Aufgabe und Vorgaben: Schreib die Zeilen von der Zeile mit "Where can you spot the egg" bis einschließlich zur Zeile mit "column 173, row 360" noch einmal ab und benenne dabei "chopped green onion" in "sliced scallion" um, ohne sonst etwas zu ändern. Die Bilder lässt du in deiner Antwort weg.

□ □ □ □ □

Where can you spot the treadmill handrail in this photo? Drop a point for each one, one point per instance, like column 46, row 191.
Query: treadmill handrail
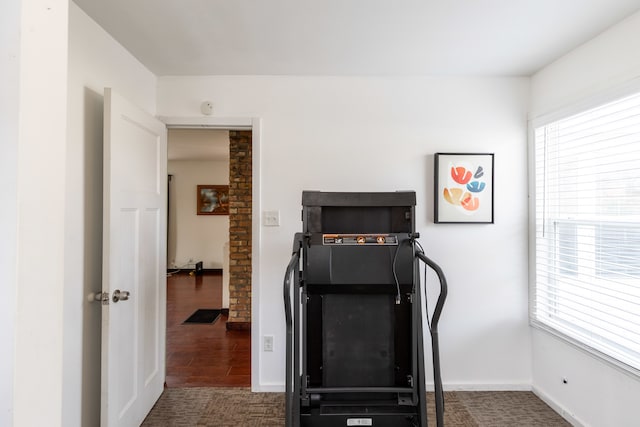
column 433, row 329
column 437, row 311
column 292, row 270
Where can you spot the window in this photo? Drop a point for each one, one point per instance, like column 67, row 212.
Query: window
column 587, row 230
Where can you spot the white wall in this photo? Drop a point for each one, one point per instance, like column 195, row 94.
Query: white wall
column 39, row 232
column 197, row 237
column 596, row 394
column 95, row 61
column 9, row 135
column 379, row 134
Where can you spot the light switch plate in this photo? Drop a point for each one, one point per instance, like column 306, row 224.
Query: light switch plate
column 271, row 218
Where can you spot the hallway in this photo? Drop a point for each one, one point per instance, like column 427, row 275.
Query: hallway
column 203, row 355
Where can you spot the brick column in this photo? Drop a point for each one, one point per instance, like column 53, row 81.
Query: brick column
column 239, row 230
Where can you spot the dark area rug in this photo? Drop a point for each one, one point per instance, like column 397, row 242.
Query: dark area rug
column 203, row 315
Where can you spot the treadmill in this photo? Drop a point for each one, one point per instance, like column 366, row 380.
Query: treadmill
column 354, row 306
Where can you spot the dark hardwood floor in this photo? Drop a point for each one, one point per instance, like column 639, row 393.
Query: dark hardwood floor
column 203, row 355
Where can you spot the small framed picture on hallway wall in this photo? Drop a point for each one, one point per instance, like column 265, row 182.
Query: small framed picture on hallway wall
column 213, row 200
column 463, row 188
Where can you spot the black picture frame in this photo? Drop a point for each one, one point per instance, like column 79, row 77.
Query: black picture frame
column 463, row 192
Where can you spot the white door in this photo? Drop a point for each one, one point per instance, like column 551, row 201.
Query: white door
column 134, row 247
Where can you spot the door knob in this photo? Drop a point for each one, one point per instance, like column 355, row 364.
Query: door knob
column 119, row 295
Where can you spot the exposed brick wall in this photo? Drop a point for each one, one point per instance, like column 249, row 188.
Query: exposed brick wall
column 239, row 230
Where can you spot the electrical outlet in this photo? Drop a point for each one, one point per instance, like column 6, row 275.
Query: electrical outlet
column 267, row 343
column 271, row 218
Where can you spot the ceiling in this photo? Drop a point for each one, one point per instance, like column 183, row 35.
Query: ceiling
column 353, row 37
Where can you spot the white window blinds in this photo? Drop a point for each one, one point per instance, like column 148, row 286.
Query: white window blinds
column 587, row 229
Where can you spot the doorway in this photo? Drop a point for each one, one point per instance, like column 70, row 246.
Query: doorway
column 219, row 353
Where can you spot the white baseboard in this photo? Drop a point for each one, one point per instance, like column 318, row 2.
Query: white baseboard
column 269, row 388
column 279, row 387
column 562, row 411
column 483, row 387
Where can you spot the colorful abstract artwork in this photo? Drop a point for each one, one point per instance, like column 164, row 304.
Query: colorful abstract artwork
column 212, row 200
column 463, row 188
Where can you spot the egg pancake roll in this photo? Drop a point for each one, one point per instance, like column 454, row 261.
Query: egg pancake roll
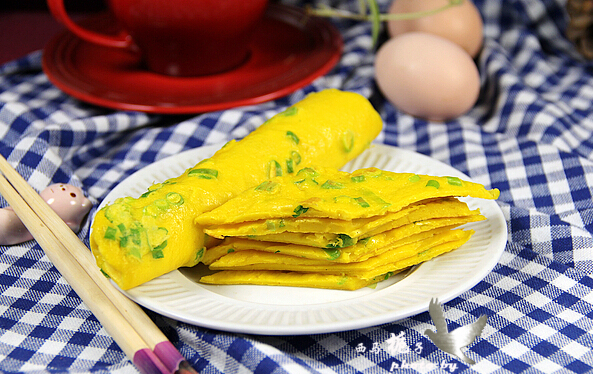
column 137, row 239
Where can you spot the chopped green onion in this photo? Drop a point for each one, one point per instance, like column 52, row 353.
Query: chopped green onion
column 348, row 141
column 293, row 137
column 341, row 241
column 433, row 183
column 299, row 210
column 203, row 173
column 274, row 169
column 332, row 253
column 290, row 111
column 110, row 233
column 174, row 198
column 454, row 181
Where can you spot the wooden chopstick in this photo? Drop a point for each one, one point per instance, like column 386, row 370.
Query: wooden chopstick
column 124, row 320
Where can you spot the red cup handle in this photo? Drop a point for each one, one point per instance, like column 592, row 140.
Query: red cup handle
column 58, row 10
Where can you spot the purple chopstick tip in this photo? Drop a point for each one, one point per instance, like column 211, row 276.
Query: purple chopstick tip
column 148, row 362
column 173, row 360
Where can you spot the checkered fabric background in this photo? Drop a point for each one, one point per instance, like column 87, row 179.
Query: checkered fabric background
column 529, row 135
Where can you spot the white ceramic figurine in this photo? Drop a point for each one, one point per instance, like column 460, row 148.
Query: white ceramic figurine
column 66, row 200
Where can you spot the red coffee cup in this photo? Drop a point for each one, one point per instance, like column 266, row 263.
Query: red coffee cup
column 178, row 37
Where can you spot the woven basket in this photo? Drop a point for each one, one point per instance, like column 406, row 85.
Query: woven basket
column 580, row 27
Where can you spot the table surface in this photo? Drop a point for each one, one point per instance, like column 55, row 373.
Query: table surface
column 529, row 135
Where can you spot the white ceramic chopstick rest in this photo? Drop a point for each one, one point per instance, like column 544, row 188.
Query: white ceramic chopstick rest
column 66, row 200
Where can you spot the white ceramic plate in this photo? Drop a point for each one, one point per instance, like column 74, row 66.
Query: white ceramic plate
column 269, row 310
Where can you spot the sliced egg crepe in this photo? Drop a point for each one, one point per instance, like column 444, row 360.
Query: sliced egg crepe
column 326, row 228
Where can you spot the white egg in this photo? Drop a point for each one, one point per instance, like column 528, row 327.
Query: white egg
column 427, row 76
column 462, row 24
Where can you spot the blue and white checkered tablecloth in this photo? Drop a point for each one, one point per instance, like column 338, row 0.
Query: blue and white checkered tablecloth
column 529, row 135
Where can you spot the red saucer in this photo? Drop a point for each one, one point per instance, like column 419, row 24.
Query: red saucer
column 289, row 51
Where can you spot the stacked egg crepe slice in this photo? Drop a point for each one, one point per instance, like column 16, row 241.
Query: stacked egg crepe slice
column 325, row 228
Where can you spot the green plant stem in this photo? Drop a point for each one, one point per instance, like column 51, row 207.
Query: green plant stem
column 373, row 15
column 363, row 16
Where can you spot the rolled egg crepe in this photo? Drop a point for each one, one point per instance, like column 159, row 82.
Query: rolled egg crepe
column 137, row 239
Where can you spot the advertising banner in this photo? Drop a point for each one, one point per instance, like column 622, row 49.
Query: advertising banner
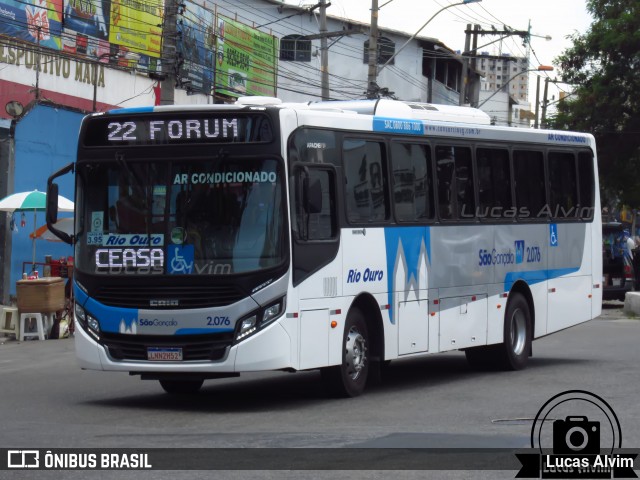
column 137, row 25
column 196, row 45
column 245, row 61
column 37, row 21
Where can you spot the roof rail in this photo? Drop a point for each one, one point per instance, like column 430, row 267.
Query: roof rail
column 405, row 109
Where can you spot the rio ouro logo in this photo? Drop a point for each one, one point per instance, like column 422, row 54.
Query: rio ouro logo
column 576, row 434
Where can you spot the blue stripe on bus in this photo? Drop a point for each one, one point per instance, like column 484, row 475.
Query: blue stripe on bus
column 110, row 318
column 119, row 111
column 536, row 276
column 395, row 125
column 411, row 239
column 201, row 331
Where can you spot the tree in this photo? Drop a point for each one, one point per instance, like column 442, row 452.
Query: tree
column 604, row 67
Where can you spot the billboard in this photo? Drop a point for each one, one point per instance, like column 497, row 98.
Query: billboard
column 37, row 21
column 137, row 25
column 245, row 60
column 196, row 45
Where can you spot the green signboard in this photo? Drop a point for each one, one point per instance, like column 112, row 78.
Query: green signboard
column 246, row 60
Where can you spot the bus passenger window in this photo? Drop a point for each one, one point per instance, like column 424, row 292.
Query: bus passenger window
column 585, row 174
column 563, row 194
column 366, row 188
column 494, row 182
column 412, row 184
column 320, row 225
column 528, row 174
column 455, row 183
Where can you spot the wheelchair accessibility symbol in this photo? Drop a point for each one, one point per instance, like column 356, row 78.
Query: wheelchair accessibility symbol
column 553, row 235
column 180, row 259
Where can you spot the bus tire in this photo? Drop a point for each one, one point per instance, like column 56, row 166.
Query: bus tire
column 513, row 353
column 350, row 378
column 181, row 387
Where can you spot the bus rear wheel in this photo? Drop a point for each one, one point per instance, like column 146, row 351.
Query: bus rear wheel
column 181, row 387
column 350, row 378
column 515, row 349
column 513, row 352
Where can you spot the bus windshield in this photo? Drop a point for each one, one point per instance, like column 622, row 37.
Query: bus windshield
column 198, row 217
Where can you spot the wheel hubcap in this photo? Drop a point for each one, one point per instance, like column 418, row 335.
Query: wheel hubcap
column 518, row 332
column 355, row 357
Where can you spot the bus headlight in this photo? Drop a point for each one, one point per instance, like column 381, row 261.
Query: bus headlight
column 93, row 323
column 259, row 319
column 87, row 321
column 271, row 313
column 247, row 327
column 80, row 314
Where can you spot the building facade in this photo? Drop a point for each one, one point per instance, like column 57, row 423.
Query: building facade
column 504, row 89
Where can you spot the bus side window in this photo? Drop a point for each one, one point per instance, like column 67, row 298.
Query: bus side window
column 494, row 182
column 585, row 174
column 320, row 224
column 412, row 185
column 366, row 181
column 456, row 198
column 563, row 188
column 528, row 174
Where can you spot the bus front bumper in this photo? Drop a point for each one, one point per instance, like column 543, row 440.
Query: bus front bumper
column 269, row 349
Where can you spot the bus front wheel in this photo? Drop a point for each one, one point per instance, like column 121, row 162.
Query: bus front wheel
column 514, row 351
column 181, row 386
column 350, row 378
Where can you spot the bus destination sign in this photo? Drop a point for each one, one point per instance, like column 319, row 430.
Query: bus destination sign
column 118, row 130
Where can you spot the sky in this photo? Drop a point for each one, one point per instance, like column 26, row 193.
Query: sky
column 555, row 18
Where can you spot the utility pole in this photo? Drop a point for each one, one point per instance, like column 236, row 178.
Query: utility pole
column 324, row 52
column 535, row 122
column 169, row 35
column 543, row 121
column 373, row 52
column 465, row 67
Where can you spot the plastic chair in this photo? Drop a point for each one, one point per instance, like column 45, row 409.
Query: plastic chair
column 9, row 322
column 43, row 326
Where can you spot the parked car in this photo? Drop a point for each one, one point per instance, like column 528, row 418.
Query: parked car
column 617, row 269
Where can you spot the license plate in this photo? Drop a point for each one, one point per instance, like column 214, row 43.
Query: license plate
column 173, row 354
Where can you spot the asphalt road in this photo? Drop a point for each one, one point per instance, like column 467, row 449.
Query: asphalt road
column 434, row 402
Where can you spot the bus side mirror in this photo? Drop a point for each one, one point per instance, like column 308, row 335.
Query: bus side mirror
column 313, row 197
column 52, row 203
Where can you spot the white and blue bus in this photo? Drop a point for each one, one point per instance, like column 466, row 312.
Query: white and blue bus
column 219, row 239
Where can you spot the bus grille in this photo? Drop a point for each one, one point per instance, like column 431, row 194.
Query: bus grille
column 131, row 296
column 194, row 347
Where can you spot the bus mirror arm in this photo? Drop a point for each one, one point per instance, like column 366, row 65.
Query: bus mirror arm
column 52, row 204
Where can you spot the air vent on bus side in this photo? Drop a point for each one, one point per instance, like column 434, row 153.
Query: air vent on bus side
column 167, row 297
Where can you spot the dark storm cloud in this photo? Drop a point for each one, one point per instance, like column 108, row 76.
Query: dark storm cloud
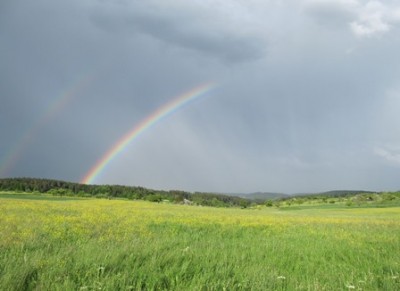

□ □ □ □ □

Richtige Antwort:
Where can you spot the egg pancake roll in this photo? Drop a point for each one, one point per instance, like column 454, row 261.
Query: egg pancake roll
column 137, row 239
Where can you spot the sliced scallion in this photo? Drop a point for each one, one point per instance, like column 52, row 353.
Query: sliced scallion
column 348, row 141
column 293, row 137
column 341, row 241
column 433, row 183
column 299, row 210
column 203, row 173
column 274, row 169
column 332, row 253
column 290, row 111
column 110, row 233
column 174, row 198
column 454, row 181
Where can you spot the wooden chopstick in this photo? Drop a point for each one, one point per instance, like column 386, row 370.
Query: wooden chopstick
column 124, row 320
Where can you spot the red cup handle in this photo? Drop a point for each one, one point per instance, like column 592, row 140.
Query: red cup handle
column 58, row 10
Where can you spot the purple chopstick tip in this photo? Drop a point for each one, one point per instance, like column 211, row 276.
Query: purple chopstick tip
column 148, row 362
column 173, row 360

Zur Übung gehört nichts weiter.